PROVIDED ENTRIES:
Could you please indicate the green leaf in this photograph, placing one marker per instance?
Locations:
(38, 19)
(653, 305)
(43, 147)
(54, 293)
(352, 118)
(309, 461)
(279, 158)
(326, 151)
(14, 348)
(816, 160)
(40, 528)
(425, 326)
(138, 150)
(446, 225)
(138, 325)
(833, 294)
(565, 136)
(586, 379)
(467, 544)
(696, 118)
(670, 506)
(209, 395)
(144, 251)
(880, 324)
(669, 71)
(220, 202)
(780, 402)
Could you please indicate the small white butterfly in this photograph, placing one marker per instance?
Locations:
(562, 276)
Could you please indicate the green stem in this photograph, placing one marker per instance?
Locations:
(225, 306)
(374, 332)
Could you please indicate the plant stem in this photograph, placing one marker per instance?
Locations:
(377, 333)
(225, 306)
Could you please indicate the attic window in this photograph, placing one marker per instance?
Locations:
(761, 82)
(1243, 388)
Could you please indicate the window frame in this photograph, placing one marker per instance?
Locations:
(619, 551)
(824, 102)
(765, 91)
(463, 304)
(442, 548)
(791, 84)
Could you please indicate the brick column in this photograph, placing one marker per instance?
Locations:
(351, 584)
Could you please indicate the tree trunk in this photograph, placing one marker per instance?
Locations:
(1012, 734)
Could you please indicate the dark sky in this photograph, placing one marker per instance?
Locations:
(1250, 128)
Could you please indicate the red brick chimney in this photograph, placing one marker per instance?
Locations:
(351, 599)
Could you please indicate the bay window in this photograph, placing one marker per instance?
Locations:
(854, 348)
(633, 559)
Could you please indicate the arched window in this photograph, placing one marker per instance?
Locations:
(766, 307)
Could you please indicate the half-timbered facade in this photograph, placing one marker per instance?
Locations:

EXERCISE OBJECTIVE: Please reproduce all of the records exactly as they stand.

RESPONSE:
Could you please indicate the green leaf in this photograph, placing one marker per instance?
Locations:
(38, 19)
(653, 305)
(43, 147)
(54, 293)
(352, 118)
(309, 461)
(279, 158)
(326, 151)
(14, 348)
(816, 160)
(40, 528)
(425, 326)
(138, 150)
(446, 225)
(138, 325)
(833, 294)
(565, 136)
(586, 379)
(467, 544)
(696, 118)
(670, 506)
(209, 395)
(144, 251)
(880, 324)
(669, 71)
(220, 202)
(780, 402)
Could you please indicate the small white butterfly in this photograph, placing one marker per instance?
Locations:
(562, 276)
Could you please indicate the green stem in this photograph, placing one marker per instance?
Locations:
(225, 306)
(374, 332)
Could you please indicate the plant stem in this photograph, placing one marker per instance?
Locations:
(377, 333)
(225, 306)
Could you please indicate the attic window in this photograph, placing one marker per instance?
Locations:
(761, 82)
(1243, 388)
Could you please indicate the window frame in this photograph, placing one marker per instance?
Locations:
(619, 551)
(824, 102)
(765, 91)
(463, 304)
(442, 548)
(791, 84)
Could you please indicate the brick column in this photograph, placing one marker per instance?
Locations:
(351, 584)
Could you please indicate the tree trunk in this photograph, placing one marker per instance?
Locations:
(1012, 734)
Could you please indicate the dark sky in this photograph, placing one marker per instance?
Locations:
(1250, 128)
Could you please indicate the red brick chimney in this photograph, placing one marker per instance?
Locations:
(351, 599)
Could you please indicate the bay window in this photograph, placing one marker per instance?
Locations:
(854, 348)
(633, 559)
Could you please indicate the arched window in this photograph, placing one marker per instance?
Locations:
(766, 307)
Could you please indicate the half-timbered facade in this photograph, placing one marker per instance?
Locations:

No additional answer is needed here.